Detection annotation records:

________

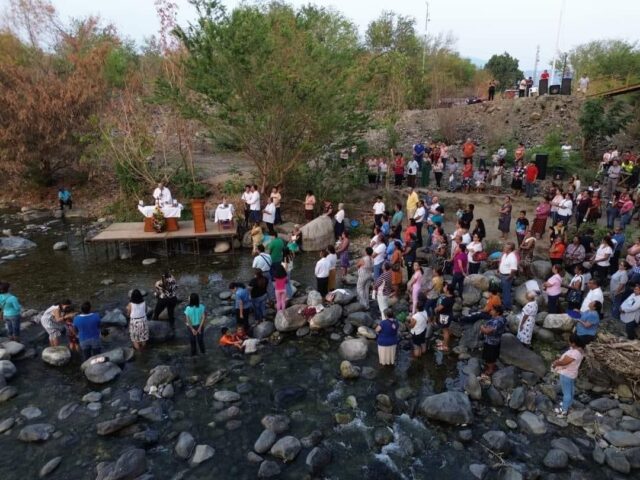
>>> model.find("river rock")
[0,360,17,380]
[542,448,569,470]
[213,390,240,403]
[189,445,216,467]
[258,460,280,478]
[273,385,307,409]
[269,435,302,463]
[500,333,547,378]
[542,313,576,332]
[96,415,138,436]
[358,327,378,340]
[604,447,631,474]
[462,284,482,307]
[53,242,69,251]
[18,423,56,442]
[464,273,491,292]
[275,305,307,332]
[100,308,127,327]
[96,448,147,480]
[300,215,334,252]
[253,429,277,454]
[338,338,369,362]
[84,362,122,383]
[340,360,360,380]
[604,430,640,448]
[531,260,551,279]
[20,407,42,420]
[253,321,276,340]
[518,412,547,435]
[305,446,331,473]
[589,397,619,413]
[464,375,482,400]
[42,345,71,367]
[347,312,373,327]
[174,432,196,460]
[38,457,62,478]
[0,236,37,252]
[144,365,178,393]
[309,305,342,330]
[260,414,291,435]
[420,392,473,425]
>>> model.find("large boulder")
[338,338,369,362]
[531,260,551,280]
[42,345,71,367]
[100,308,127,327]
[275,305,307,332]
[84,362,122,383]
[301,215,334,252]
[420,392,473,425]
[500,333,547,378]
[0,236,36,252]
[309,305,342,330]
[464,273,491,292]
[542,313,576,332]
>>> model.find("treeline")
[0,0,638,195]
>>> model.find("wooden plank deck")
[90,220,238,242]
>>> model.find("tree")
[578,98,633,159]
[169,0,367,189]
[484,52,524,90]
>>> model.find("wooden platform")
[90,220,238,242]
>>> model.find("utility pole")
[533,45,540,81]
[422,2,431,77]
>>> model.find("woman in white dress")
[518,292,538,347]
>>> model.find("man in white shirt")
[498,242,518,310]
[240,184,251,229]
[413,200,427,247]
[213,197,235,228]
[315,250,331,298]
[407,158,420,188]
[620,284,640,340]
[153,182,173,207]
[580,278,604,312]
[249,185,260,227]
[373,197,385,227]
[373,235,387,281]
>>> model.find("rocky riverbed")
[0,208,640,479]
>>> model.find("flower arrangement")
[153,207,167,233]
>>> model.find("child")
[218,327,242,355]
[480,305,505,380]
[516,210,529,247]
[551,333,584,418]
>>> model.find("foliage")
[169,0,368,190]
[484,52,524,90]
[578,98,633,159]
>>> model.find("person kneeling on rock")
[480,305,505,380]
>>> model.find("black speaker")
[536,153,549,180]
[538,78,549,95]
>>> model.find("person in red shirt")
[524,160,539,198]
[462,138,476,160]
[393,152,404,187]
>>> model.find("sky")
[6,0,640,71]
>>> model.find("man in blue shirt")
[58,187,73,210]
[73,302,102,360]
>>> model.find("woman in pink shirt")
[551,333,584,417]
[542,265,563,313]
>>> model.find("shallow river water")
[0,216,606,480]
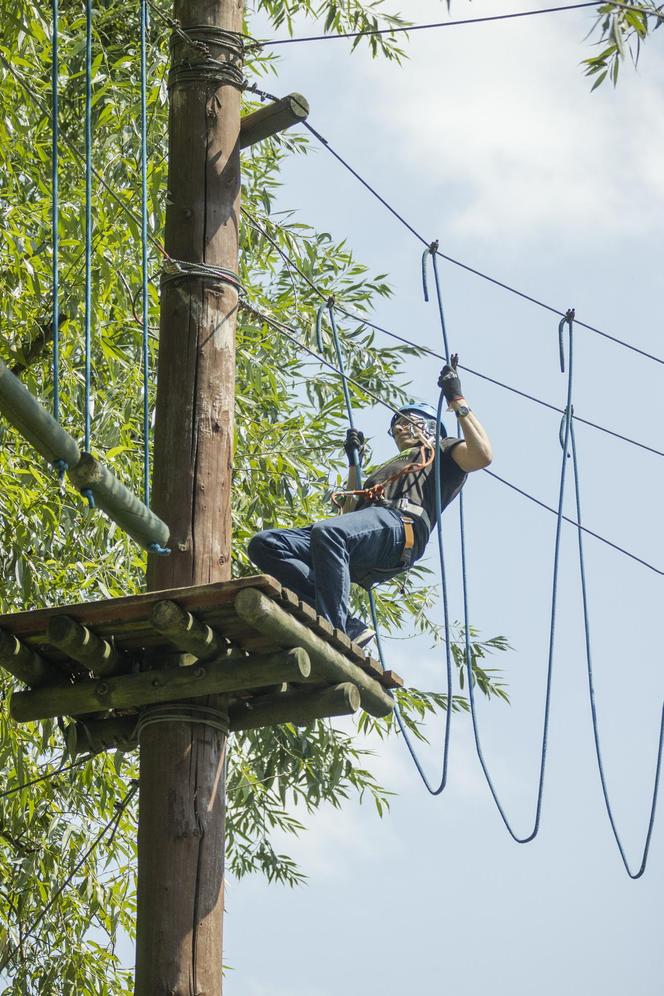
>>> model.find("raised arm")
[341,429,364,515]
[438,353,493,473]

________

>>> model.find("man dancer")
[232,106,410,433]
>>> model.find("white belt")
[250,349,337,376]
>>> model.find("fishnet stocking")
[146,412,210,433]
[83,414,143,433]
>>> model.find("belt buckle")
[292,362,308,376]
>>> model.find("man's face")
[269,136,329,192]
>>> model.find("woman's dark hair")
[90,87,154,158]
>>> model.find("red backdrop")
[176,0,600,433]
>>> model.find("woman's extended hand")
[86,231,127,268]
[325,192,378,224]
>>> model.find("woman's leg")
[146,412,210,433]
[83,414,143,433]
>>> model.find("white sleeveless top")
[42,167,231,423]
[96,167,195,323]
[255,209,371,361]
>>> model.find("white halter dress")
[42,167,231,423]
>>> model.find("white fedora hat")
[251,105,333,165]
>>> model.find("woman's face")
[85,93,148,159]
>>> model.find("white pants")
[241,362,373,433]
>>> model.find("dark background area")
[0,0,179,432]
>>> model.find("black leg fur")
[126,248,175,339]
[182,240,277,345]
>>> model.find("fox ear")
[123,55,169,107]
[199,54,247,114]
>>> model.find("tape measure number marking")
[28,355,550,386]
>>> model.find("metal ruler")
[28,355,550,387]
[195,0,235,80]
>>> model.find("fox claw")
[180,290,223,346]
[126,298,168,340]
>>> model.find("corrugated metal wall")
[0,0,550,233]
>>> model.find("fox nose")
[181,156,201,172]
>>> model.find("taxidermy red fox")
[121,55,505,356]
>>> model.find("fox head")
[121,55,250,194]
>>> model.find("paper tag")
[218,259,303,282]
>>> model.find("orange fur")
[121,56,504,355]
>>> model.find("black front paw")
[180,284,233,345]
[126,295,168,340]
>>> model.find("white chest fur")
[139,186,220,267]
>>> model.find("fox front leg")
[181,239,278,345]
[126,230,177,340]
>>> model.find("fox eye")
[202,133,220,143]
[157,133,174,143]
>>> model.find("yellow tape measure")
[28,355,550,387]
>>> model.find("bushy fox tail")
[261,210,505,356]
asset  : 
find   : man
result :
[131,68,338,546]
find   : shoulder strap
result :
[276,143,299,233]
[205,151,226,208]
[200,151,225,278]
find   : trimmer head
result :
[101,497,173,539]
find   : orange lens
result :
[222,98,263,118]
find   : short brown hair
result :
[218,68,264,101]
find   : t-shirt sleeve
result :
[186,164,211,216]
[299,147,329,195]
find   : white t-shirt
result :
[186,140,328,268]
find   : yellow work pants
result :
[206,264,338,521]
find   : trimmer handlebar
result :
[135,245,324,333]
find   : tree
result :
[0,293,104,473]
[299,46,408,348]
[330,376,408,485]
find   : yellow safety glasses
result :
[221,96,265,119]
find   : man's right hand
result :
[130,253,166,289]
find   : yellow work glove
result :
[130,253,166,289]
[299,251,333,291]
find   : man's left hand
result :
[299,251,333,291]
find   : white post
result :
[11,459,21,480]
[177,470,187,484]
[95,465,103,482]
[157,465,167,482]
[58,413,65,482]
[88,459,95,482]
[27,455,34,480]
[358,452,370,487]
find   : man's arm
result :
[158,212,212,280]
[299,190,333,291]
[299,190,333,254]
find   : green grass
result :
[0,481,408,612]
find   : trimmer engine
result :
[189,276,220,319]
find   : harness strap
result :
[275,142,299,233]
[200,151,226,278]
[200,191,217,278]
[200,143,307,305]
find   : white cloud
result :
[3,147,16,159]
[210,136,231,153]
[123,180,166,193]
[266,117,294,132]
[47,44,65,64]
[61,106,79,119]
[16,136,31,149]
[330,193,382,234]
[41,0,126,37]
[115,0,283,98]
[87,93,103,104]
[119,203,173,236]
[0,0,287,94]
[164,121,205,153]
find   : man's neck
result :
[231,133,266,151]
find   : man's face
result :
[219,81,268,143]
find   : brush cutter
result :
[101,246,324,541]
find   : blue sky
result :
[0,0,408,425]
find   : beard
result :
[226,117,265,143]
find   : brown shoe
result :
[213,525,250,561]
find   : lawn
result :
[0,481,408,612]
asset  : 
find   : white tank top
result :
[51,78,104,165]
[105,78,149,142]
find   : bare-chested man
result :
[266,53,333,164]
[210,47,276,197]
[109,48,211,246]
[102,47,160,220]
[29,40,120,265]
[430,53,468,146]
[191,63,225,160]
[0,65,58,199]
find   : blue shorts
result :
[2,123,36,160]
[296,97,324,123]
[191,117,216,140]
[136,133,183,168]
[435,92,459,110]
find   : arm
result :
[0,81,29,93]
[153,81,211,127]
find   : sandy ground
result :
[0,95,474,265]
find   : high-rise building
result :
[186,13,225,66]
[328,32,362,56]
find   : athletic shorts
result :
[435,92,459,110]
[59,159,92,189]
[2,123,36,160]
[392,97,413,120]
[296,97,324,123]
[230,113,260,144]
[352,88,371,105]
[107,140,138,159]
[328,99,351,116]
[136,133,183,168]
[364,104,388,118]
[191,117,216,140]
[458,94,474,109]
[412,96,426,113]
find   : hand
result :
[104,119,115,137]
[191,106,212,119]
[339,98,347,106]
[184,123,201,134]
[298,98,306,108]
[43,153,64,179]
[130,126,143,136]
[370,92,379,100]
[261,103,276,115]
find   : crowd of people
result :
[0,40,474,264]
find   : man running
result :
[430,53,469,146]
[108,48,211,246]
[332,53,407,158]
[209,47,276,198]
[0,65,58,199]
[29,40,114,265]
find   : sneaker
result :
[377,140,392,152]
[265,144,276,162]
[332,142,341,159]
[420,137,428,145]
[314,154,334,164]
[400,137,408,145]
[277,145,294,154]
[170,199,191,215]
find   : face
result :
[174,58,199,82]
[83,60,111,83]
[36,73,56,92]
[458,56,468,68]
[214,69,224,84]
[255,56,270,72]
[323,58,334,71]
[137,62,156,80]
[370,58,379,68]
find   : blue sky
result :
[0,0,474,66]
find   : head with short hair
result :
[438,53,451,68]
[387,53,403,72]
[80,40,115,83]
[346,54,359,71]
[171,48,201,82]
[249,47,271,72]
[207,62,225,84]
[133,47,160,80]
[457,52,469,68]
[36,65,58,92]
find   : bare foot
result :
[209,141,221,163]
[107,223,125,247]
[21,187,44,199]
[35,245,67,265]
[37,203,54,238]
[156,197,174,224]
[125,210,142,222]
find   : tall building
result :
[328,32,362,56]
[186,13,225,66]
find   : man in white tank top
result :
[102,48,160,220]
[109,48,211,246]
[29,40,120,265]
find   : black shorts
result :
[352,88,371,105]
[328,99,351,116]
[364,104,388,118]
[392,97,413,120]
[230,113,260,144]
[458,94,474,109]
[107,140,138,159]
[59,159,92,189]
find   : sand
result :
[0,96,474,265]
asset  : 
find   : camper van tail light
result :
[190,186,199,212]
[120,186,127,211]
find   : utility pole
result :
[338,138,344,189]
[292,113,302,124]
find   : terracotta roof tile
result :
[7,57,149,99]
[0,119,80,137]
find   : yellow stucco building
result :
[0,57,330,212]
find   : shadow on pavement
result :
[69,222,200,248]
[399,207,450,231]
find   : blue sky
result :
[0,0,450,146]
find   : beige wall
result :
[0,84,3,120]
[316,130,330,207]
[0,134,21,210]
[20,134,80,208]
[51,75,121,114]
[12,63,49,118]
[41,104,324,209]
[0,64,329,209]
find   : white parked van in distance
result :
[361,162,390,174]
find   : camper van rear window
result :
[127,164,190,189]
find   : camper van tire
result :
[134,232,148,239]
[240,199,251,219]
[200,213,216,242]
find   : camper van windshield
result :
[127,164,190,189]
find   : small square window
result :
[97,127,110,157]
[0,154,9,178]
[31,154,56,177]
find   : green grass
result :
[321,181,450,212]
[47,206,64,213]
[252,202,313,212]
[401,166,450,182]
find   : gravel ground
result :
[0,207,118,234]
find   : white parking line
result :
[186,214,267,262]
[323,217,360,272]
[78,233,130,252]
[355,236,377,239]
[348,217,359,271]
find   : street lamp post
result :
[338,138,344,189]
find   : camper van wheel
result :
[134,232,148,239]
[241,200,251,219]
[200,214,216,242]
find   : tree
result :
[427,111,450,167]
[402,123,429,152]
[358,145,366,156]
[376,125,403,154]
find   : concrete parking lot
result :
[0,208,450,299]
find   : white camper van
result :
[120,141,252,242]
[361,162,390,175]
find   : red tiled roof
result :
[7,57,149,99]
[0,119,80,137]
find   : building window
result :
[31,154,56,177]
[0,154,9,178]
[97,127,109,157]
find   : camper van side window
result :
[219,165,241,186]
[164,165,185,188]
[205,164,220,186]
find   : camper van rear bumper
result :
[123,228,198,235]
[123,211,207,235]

________

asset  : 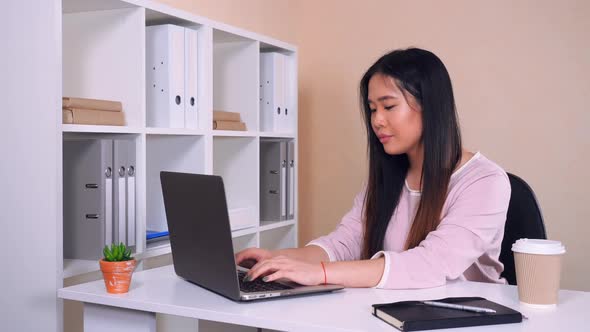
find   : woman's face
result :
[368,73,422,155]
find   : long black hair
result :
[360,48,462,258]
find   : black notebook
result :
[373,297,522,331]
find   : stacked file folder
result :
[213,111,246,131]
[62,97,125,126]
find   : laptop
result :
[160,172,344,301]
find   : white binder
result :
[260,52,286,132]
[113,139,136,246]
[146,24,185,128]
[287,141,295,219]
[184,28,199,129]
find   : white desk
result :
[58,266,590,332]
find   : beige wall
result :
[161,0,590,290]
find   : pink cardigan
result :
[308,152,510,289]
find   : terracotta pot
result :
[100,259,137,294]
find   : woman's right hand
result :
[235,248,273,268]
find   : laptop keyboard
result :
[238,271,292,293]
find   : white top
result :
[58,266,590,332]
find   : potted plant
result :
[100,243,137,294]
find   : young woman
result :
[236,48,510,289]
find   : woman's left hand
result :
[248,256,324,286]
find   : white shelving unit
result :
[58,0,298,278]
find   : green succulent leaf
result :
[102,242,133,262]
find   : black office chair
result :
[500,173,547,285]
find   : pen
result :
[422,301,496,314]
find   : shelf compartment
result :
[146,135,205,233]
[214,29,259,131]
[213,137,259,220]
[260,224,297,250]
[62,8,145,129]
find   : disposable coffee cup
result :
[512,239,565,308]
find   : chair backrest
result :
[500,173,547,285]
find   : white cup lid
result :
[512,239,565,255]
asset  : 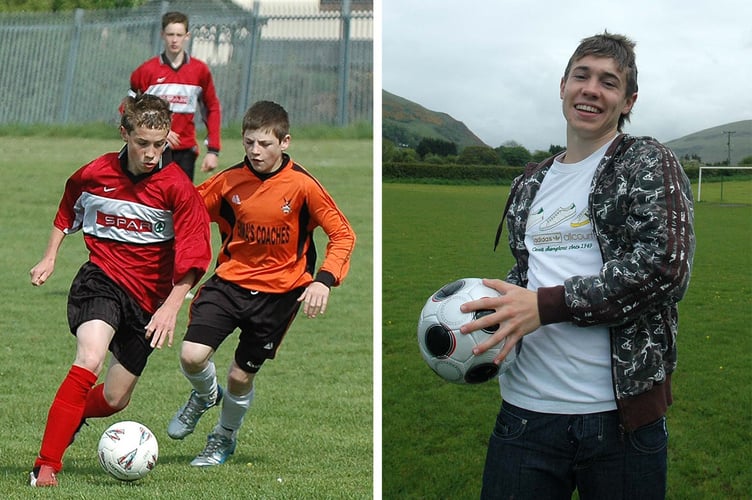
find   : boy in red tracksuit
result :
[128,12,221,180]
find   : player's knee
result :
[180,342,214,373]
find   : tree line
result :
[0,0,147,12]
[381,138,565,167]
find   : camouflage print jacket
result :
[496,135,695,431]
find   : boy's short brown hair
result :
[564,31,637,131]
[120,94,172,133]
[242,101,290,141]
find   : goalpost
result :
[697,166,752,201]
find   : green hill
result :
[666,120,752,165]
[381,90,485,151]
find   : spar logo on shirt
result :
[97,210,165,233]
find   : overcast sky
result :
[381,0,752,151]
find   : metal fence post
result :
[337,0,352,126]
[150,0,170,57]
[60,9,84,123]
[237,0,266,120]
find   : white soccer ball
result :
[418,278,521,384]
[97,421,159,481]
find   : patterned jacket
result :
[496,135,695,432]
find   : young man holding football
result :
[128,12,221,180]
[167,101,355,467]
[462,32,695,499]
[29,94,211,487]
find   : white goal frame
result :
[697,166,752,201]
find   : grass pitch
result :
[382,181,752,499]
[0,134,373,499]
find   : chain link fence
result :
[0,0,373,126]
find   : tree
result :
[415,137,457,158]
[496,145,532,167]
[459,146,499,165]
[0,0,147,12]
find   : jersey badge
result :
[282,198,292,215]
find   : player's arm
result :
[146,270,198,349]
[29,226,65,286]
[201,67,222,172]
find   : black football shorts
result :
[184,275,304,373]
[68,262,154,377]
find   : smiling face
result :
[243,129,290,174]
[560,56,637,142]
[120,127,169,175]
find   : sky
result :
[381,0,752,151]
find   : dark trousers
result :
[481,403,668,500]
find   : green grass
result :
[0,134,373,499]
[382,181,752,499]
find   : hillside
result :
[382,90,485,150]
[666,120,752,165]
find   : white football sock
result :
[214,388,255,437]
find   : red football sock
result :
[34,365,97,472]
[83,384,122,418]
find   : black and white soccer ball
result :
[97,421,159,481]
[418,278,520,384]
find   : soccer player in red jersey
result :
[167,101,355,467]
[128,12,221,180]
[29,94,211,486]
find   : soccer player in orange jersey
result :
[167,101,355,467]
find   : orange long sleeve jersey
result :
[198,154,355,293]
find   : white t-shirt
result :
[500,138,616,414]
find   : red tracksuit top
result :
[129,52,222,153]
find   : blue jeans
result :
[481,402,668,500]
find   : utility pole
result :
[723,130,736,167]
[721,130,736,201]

________

Could you rewrite the part of the records that opens with the line containing "stacked file folder" and closes with the line containing "[100,243,137,294]" as a Markdown table with the columns Row and Line? Put a row number in Row and the line's text in Line, and leave out any blank lines.

| Row | Line |
|---|---|
| 1 | find   : stacked file folder |
| 2 | result : |
| 3 | [213,111,246,131] |
| 4 | [62,97,125,126] |
| 5 | find   : laptop |
| 6 | result : |
| 7 | [160,172,344,301] |
| 8 | find   : white binder |
| 9 | result : |
| 10 | [260,52,286,132] |
| 11 | [113,139,136,246] |
| 12 | [146,24,185,128] |
| 13 | [287,141,295,219] |
| 14 | [184,28,199,129] |
| 15 | find   : white desk |
| 16 | result : |
| 17 | [58,266,590,332] |
| 18 | find   : beige wall |
| 19 | result : |
| 20 | [161,0,590,290] |
| 21 | find   : pink cardigan |
| 22 | result : |
| 23 | [308,152,510,289] |
| 24 | find   : terracotta pot |
| 25 | result : |
| 26 | [100,259,137,294] |
| 27 | find   : woman's right hand |
| 28 | result : |
| 29 | [235,248,273,268] |
| 30 | find   : laptop keyboard |
| 31 | result : |
| 32 | [238,271,292,293] |
| 33 | find   : white top |
| 34 | result : |
| 35 | [58,266,590,332] |
| 36 | find   : potted plant |
| 37 | result : |
| 38 | [100,243,137,294] |